___ EXERCISE INPUT
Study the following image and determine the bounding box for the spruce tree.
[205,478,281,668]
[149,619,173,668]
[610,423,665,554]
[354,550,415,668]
______
WHAT TO PRODUCE
Rewrite all the records line by line, keeping the request unchanged, and scale every coordinate in the answers by 1.25. Round each result to a whole number, with halves rounded up.

REPLY TO THE TASK
Study the following image and determine the bounding box for the spruce tree.
[256,598,351,835]
[186,774,216,835]
[763,529,831,693]
[443,688,519,835]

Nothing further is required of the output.